• _EXERCISES_
A - Render every line of the extracted entries as a JSON list of strings, one string per line, leaving out blank lines.
B - Resume the payday loans article after its last sentence.

• _PASSAGE PROVIDED_
(begin)

Hate it or Love it
Payday loans, says Check Into Cash founder W. Allan Jones, is “the craziest business. Consumers love us, but consumer groups hate us.” According to this recent Los Angeles Times article, that’s where the divide seems to be, and in their estimation, that is a problem.
“Critics say they trap the working poor with steep interest rates; lenders say they provide a needed service,” say the newsprint propagandists, and yet customers continue to seek payday loans in person, online and via the telephone. Since it’s clear people aren’t being forced into using payday loans, why do they choose them? Perhaps because they’re fast, convenient, inexpensive when compared with bouncing checks and paying late fees and discreet in relation to your credit report?
It’s easy to apply, which critics mistake for entrapment

Swing and A Miss
With identification, proof of steady employment and a checking account, a consumer in need of quick cash to over expenses if a surprise threatens their between-paychecks budget can use payday loans.

(end)

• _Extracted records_

(begin)

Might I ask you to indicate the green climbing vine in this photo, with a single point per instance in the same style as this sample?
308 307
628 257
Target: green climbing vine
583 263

(end)

• _EXERCISE RESPONSES_
A -
[
  "Might I ask you to indicate the green climbing vine in this photo, with a single point per instance in the same style as this sample?",
  "308 307",
  "628 257",
  "Target: green climbing vine",
  "583 263"
]

B -
“Americans now pay as much as $8 billion a year to borrow at least $50 billion from payday lenders, by various estimates,” says the Times. Let’s look at that. $8 billion is actually only 7.5 percent cost, which is not out of the ordinary when paying back a loan, is it? Was that statistic supposed to be scary?
Payday loans are busting out all over
The author of the Times piece goes to great lengths to point out how payday loan establishments have proliferated, in a negative way. Yet does an abundance indicate a problem? Do not these stores provide jobs during difficult economic times?
The ubiquitous notion of “cycle of debt” is also addressed in the article. Yet according to the Community Financial Services Association (CFSA), of the few states that permit loan rollovers, CFSA-member lenders can only offer four or fewer. Thus, recycling the same debt is made quite difficult, and in such a situation, a loan can’t last longer than eight weeks. Moreover, regarding repeat borrowers after the initial loan is repaid, researchers and state regulators surveyed by the CFSA and other institutions consistently show that 70 to 80 percent of customers use payday loans anywhere from once a year to a maximum of once per month. This does not indicate chronic patterns of consumer financial abuse.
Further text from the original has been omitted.